### TRECHO FORNECIDO ###

Servir e proteger não é apenas uma frase estampada em viaturas ou repetida em discursos oficiais. Esse lema se traduz em presença constante, mesmo quando o risco é elevado, o reconhecimento é escasso e a pressão é diária.
O policial atua onde o conflito já se instalou. Chega quando o diálogo falhou, quando o medo tomou conta e quando a urgência exige ação imediata. Tive um chefe de curso que costumava dizer: “O policial só é chamado no final do churrasco”. Ou seja, quando a festa acaba e restam apenas os problemas a serem resolvidos.
Ainda assim, cada intervenção precisa respeitar limites legais, direitos fundamentais e os princípios que sustentam o Estado Democrático de Direito. Por isso, padrões de conduta e protocolos operacionais são estabelecidos. A ordem gera padrões cognitivos que oferecem segurança técnica, operacional e jurídica a quem atua na linha de frente.
A rotina do policial é feita de escolhas difíceis, agir com firmeza sem perder a humanidade, impor a lei sem esquecer que se lida com pessoas.
Servir e proteger exige preparo e elevado senso de responsabilidade pública, porque o poder que a farda representa não é privilégio — é dever.
Mais do que um lema, servir e proteger é um compromisso diário assumido por homens e mulheres que colocam a própria segurança em segundo plano para garantir a segurança coletiva. Um compromisso silencioso, contínuo e essencial para a sociedade.

###

LISTA DE ATIVIDADES:
1. Diga se cada afirmação concorda com o texto sobre servir e proteger, respondendo sim ou não e citando as palavras do texto que decidem: (a) o policial costuma chegar quando o diálogo já falhou; (b) o poder que a farda representa é um privilégio; (c) os protocolos operacionais dão segurança jurídica só aos chefes.
2. Devolva, sem nenhuma alteração, a parte do texto sobre servir e proteger que vai de "Ainda assim, cada" até "lida com pessoas.", inclusive.
As linhas abaixo são um material separado do texto.

### ENTRADAS FORNECIDAS ###

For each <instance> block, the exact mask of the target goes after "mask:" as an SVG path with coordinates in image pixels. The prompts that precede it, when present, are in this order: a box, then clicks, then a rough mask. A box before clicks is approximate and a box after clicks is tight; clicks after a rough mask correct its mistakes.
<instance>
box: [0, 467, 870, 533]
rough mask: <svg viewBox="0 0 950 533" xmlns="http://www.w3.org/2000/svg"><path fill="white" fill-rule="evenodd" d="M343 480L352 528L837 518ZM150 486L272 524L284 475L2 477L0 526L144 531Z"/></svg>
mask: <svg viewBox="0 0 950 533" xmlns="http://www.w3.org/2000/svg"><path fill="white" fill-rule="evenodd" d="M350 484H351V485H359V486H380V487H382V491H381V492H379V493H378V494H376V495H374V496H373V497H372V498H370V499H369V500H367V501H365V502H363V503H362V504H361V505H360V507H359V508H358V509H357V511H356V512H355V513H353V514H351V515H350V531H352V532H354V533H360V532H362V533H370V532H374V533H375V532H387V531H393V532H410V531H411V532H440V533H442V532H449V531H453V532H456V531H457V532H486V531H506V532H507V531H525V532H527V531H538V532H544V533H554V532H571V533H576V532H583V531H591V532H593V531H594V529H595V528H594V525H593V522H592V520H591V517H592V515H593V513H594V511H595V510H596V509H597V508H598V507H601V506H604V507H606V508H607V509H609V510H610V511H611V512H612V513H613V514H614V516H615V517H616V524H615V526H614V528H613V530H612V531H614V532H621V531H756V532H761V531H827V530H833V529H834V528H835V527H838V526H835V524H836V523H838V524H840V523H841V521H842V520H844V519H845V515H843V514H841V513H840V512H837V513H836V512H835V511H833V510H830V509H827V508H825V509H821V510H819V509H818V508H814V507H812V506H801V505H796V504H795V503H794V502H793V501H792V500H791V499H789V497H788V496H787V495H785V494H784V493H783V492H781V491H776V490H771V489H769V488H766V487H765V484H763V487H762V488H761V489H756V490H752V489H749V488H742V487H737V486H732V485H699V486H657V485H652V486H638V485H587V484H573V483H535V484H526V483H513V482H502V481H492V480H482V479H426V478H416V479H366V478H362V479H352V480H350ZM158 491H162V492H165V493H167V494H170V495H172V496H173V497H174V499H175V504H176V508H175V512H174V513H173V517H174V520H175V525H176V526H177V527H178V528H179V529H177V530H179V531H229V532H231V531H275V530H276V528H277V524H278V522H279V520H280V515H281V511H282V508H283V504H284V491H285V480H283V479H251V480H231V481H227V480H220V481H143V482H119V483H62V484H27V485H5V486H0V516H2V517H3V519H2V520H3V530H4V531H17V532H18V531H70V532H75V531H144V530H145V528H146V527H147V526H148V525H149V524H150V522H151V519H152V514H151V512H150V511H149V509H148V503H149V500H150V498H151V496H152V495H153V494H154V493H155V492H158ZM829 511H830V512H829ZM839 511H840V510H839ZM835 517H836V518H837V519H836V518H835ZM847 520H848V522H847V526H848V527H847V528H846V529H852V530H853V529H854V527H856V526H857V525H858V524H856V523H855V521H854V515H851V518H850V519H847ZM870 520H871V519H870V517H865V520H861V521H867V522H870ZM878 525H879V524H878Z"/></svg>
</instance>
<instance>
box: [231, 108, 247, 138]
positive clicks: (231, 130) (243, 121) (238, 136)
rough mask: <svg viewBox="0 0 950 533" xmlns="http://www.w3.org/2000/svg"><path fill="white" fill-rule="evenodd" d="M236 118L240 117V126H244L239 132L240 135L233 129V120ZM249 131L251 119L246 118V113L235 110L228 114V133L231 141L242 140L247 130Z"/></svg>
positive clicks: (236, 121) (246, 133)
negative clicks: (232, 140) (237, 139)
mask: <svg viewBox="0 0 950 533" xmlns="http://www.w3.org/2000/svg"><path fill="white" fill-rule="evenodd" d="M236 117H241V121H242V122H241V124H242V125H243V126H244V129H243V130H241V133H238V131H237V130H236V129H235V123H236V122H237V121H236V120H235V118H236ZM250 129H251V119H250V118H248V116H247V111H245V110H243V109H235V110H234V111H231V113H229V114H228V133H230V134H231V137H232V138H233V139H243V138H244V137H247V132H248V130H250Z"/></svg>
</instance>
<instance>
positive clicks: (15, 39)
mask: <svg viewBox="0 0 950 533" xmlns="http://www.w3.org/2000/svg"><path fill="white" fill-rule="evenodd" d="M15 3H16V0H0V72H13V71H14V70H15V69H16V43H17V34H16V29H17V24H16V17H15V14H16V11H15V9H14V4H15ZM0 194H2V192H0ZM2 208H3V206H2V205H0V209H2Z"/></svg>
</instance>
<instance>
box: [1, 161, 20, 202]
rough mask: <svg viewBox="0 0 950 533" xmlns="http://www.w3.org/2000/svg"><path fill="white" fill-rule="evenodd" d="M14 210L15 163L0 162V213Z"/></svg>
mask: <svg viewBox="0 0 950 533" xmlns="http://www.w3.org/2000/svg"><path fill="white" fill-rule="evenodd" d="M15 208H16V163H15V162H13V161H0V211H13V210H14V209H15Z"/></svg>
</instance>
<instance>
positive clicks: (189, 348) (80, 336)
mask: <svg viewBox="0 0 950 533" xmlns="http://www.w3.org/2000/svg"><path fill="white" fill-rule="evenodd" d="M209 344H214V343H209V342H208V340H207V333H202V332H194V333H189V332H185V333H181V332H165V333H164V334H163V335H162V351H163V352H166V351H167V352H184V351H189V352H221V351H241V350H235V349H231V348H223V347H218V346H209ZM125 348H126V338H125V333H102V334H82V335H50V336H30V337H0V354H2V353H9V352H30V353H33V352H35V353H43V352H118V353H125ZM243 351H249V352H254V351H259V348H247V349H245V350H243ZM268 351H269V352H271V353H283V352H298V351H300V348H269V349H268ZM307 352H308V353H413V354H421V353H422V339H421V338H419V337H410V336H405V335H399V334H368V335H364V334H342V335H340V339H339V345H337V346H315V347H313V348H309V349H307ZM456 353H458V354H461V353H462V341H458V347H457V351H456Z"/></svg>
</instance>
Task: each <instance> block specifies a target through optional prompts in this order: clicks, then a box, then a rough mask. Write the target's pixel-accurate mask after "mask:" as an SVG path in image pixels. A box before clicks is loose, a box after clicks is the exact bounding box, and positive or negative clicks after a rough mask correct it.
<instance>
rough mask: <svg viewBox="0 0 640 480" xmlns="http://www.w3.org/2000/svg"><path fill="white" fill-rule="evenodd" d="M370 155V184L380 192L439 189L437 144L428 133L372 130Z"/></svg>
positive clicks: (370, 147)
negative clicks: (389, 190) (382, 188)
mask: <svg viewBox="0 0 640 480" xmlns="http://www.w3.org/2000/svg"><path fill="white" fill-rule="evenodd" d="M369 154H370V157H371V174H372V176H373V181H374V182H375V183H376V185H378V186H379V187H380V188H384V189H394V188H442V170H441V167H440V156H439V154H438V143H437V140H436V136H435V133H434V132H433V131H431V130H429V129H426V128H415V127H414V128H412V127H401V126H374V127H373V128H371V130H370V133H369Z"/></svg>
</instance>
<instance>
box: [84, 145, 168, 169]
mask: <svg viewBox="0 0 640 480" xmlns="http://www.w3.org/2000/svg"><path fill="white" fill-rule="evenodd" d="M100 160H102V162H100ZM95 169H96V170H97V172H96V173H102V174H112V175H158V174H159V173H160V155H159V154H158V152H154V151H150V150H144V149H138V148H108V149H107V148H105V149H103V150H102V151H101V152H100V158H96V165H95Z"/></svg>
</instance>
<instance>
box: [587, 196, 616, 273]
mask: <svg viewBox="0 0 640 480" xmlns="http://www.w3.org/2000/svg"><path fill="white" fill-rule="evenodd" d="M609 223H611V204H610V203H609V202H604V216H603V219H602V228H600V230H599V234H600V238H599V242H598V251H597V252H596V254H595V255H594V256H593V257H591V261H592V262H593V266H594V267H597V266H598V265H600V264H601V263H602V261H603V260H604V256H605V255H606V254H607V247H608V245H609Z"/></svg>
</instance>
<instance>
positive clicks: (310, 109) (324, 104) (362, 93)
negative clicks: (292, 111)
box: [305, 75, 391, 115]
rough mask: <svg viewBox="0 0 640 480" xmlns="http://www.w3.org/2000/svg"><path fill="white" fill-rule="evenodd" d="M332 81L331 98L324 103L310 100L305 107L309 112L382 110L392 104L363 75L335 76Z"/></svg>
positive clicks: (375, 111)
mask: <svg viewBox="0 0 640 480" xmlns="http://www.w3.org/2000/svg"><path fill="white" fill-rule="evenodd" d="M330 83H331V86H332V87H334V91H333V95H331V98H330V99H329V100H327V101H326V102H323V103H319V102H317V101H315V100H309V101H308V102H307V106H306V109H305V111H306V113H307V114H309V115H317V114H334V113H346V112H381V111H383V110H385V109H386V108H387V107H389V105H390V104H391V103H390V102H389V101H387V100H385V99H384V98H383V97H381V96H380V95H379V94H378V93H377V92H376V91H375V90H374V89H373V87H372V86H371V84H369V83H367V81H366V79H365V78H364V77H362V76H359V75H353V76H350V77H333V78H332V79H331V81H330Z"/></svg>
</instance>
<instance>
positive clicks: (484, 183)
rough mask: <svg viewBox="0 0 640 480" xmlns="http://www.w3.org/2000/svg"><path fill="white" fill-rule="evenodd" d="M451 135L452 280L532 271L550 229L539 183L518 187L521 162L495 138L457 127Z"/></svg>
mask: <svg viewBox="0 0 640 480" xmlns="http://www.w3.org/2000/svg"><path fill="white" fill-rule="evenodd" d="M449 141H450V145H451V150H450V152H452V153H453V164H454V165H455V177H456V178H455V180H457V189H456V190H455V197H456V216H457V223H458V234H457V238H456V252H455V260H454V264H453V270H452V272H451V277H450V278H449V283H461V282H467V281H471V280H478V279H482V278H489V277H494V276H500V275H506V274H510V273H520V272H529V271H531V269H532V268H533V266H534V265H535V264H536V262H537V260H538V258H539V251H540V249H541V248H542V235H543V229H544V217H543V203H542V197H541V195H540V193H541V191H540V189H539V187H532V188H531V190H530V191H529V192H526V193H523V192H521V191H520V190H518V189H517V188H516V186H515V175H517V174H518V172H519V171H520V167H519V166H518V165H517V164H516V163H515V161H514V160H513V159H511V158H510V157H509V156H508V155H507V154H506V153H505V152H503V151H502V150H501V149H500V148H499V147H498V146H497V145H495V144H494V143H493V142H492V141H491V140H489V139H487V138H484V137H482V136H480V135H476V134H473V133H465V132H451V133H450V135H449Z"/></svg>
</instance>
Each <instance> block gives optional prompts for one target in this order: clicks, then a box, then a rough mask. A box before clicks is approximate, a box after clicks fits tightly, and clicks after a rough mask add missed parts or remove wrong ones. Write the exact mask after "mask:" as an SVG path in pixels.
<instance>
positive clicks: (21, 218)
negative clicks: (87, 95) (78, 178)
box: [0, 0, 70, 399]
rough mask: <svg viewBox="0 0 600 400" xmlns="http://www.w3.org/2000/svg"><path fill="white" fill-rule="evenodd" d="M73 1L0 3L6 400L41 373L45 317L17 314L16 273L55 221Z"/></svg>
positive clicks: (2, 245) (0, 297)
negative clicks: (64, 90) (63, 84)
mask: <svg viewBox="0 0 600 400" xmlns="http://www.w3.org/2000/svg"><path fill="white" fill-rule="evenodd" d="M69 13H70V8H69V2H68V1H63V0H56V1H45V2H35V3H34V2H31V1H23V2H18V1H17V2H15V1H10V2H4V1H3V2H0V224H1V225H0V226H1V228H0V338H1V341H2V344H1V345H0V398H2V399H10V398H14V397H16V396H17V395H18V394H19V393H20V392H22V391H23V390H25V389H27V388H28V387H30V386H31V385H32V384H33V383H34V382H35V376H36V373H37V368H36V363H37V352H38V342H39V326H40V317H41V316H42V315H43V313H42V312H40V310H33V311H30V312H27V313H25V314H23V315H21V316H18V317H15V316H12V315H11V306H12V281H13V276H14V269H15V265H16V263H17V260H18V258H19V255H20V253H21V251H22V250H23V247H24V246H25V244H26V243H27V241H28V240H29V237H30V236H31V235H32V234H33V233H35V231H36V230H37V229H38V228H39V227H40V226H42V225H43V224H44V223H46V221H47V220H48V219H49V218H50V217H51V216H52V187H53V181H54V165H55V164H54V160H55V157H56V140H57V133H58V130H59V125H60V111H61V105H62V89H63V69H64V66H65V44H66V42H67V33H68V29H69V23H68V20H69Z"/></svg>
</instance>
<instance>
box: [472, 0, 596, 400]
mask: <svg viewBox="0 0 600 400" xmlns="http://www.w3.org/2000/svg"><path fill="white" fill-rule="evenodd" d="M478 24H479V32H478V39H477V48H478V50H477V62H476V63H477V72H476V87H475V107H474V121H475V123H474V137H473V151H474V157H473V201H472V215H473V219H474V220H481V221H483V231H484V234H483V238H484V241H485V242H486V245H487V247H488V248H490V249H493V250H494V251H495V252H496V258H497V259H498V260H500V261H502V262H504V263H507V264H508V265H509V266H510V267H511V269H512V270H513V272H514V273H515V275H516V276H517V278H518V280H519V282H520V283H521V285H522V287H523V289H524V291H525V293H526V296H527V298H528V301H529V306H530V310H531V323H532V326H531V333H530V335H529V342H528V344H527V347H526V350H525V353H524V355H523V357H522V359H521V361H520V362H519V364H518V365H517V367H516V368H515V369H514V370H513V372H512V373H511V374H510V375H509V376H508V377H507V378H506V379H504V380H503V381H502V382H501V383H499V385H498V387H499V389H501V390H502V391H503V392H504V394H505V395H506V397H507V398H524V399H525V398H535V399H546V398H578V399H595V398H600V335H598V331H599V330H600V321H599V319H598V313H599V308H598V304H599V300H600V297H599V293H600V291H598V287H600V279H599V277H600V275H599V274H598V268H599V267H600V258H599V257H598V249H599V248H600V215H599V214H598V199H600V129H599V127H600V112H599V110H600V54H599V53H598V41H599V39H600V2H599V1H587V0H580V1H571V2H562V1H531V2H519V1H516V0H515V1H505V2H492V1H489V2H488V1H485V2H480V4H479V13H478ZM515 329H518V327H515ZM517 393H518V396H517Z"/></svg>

###

RESPOSTAS POR TAREFA:
1.
(a) Sim: "Chega quando o diálogo falhou".
(b) Não: "o poder que a farda representa não é privilégio — é dever".
(c) Não: "oferecem segurança técnica, operacional e jurídica a quem atua na linha de frente".

2.
Ainda assim, cada intervenção precisa respeitar limites legais, direitos fundamentais e os princípios que sustentam o Estado Democrático de Direito. Por isso, padrões de conduta e protocolos operacionais são estabelecidos. A ordem gera padrões cognitivos que oferecem segurança técnica, operacional e jurídica a quem atua na linha de frente.
A rotina do policial é feita de escolhas difíceis, agir com firmeza sem perder a humanidade, impor a lei sem esquecer que se lida com pessoas.